* [Problems and tasks]:
(a) Decide whether each statement below agrees with the fair value and accounting policies excerpt. Answer yes or no for each, and quote the words of the excerpt that settle it.
(i) Level 1 inputs are quoted prices in active markets for similar assets and liabilities.
(ii) Payment on accounts receivable is typically received within 90 days after invoicing.
(iii) Cash equivalents mature within six months of the date of purchase.
(b) The fair value and accounting policies excerpt names financial assets and liabilities whose carrying amounts approximate their fair values. List every one of them.
(c) Continue the fair value and accounting policies excerpt, starting right after its final sentence.

* [Excerpted text]:
★ ★ ★ ★ ★ ★ ★

The fair value of a financial instrument is defined as the exchange price that would be received from an asset or paid to transfer a liability (as exit price) in the principal or most advantageous market for the asset or liability in an orderly transaction between market participants at the measurement date. The carrying amounts of financial assets and liabilities, such as cash and cash equivalents, accounts receivable, due from related parties, deposit, bank borrowings, accrued charges and other payables and due to a related party, approximate their fair values because of the short maturity of these instruments and market rates of interest.

 

ASC 825-10 requires certain disclosures regarding the fair value of financial instruments. Fair value is defined as the price that would be received to sell an asset or paid to transfer a liability in an orderly transaction between market participants at the measurement date. A three-level fair value hierarchy prioritizes the inputs used to measure fair value. The hierarchy requires entities to maximize the use of observable inputs and minimize the use of unobservable inputs. The three levels of inputs used to measure fair value are as follows:

 

Level 1 —  Quoted prices in active markets for identical assets and liabilities.

 

Level 2 — Quoted prices in active markets for similar assets and liabilities, or other inputs that are observable for the asset or liability, either directly or indirectly, for substantially the full term of the financial instrument.

 

Level 3 — Unobservable inputs that are supported by little or no market activity and that are significant to the fair value of the assets and liabilities. This includes certain pricing models, discounted cash flow methodologies and similar techniques that use significant unobservable inputs.

 

Categorization within the valuation hierarchy is based upon the lowest level of input that is significant to the fair value measurement. The carrying amounts of the Company’s cash and cash equivalents, accounts receivable, due from related parties, deposit, bank borrowings, accrued charges and other payables and due to a related party approximated their fair values as of March 31, 2025 and 2024 due to their short-term nature.

 

F-10

 

PYROSTONE HOLDINGS LIMITED AND ITS SUBSIDIARIES
NOTES TO CONSOLIDATED FINANCIAL STATEMENTS
FOR THE YEARS ENDED MARCH 31, 2025 AND 2024

(Expressed in United States Dollars (“US$”), unless otherwise stated)

 

2. Summary of Significant Accounting Policies (cont.)

 

Cash and Cash Equivalents

 

Cash and cash equivalents consist primarily of cash in readily available checking and saving accounts. They consist of highly liquid investments that are readily convertible to cash and that mature within three months or less from the date of purchase. The carrying amounts approximate fair value due to the short maturities of these instruments.

 

Accounts Receivable, net

 

Accounts receivable from appraisal advisory services is recognized and carried at original invoiced amount net of expected losses. Payment is typically received within 90 days after invoicing.

★ ★ ★ ★ ★ ★ ★

* [Dataset extract]:

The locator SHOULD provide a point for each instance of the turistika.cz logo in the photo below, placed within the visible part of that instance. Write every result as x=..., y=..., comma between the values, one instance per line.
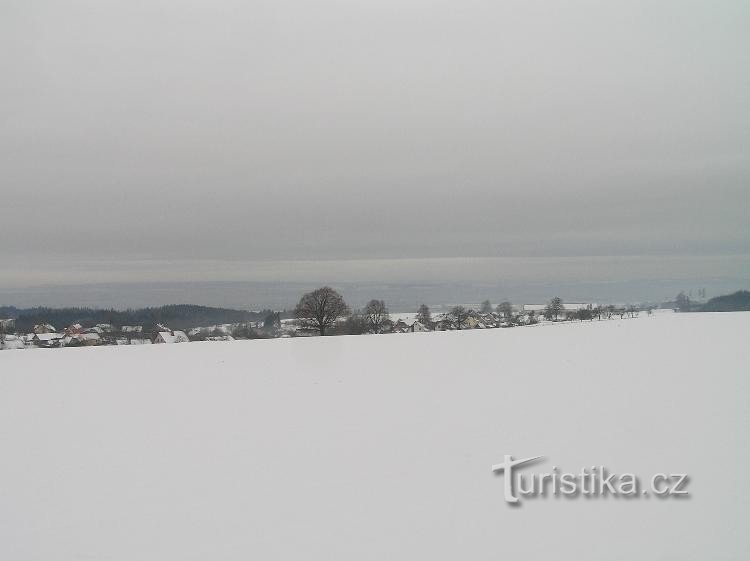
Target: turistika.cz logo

★ ★ ★ ★ ★ ★ ★

* [Answers to the exercise]:
(a)
(i) No: "Level 1 — Quoted prices in active markets for identical assets and liabilities."
(ii) Yes: "Payment is typically received within 90 days after invoicing."
(iii) No: "mature within three months or less from the date of purchase"

(b)
- cash and cash equivalents
- accounts receivable
- due from related parties
- deposit
- bank borrowings
- accrued charges and other payables
- due to a related party

(c)
The Company established the provision at differing rates and are based upon the age of the trade receivable, the Company’s historical collection experience in each customer and management’s best estimate of specific losses on individual exposures, where appropriate. Specific customer provisions are made when a review of significant outstanding amounts, utilizing information about customer creditworthiness and current economic trends, indicates that collection is doubtful. The identification of bad and doubtful debts, in particular of a loss event, requires the use of judgment and estimates, which involve the estimates of specific losses on individual exposures, as well as a provision on historical trends of collections. Based on analysis of customers’ credit and ongoing relationship, management makes conclusions about whether any balances outstated credit losses after management has determined that the likelihood of collection is not probable. As of March 31, 2025 and 2024, there were US$149,901 and US$124,627 allowances for expected losses recognized related to accounts receivable, respectively.

 

Prepayments

 

Prepayments represent advance payments made to the service providers for future services. Prepayments are short-term in nature and are reviewed periodically to determine whether their carrying value has become impaired. The Company considers the assets to be impaired if the realizability of the prepayments becomes doubtful. As of March 31, 2025 and 2024, no allowance of impairment was recorded as the Company considers all of the prepayments recoverable.

 

Property, Plant and Equipment

 

Property, Plant and Equipment are stated at cost, net of accumulated depreciation and accumulated impairment losses, if any. Depreciation is calculated on a straight-line basis over the following expected useful lives from the date on which they become fully operational and after taking into account their estimated residual values:

 

    Expected useful life
Motor vehicle   5 years
Computer   5 years
Building   25-50 years
Land   Freehold

 

Expenditures for maintenance and repairs, which do not materially extend the useful lives of the assets, are charged to expense as incurred. The cost and related accumulated depreciation of assets retired or sold are removed from the respective accounts, and any resulting gain or loss is recognized in the results of operations.

 

F-11

 

PYROSTONE HOLDINGS LIMITED AND ITS SUBSIDIARIES
NOTES TO CONSOLIDATED FINANCIAL STATEMENTS
FOR THE YEARS ENDED MARCH 31, 2025 AND 2024

(Expressed in United States Dollars (“US$”), unless otherwise stated)

 

2. Summary of Significant Accounting Policies (cont.)

 

Impairment of Long-lived Assets

 

In accordance with the provisions of ASC Topic 360, Impairment or Disposal of Long-Lived Assets, all long-lived assets, such as property, plant and equipment and operating lease right-of-use assets owned and held by the Company are reviewed for impairment whenever events or changes in circumstances indicate that the carrying amount of an asset may no longer be recoverable. Recoverability of assets to be held and used is evaluated by a comparison of the carrying amount of an asset to its estimated future undiscounted cash flows expected to be generated by the asset. If such assets are considered to be impaired, the impairment to be recognized is measured by the amount by which the carrying amounts of the assets exceed the fair value of the assets. No impairment losses were recognized for the years ended March 31, 2025 and 2024.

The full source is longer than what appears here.